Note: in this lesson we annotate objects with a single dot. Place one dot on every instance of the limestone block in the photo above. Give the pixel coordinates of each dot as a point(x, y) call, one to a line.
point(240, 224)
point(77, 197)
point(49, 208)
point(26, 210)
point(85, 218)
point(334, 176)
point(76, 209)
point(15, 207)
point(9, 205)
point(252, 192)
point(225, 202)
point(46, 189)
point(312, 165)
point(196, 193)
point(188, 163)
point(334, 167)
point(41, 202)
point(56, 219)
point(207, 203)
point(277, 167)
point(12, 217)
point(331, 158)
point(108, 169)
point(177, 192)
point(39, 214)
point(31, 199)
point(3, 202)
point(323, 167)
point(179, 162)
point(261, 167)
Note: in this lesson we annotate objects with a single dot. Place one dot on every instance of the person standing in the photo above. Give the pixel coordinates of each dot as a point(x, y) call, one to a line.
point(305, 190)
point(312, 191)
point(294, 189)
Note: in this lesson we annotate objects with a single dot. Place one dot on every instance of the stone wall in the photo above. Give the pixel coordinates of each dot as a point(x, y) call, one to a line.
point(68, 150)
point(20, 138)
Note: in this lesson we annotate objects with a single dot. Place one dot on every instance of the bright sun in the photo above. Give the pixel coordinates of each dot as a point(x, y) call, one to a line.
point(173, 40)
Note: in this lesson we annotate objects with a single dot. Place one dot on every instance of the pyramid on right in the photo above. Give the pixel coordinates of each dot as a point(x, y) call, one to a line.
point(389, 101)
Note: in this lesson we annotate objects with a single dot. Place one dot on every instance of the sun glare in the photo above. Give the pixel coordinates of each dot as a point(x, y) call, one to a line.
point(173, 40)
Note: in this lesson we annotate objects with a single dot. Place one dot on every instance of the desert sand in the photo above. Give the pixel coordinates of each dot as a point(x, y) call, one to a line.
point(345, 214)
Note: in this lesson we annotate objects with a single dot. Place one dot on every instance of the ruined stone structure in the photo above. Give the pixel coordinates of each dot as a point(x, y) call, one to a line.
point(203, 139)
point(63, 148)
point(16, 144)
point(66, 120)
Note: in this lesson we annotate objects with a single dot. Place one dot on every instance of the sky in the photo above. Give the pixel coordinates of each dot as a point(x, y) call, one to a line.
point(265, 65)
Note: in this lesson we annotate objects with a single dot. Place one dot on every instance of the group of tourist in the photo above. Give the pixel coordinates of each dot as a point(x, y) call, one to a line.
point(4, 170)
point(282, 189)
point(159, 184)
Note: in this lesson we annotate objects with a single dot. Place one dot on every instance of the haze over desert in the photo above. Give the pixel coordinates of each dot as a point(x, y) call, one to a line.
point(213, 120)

_TO DO_
Render the records from the line containing "the sun glare" through the line containing "point(265, 65)", both included, as a two-column CSV with the header record_text,answer. Give one row per record, with its text and its answer each in a single quoted field and line breaks replaced by spaces.

_REPLY_
record_text,answer
"Note: in this lesson we annotate objects with a single dot. Place one dot on every instance of the sun glare in the photo above. Give the pixel coordinates of each dot as a point(x, y) call, one to a line.","point(173, 40)"
"Note: in this lesson we annotate objects with a single dot. Place one dot on every instance of the desert sand in the photo above. Give the pixel coordinates of each dot as a point(x, y) call, one to a line.","point(345, 214)"
"Note: in this lesson we annotate objects with a single dot. Place one dot on every instance of the ruined stone structure in the photo above. Give the pixel coordinates of each dot as a point(x, y) call, one to a line.","point(203, 139) point(63, 148) point(16, 144) point(66, 120)"
"Note: in this lesson we annotate objects with a single dot. Place one dot on every instance of the sky in the photo above. Give the pixel coordinates of each dot as a point(x, y) call, one to a line.","point(265, 65)"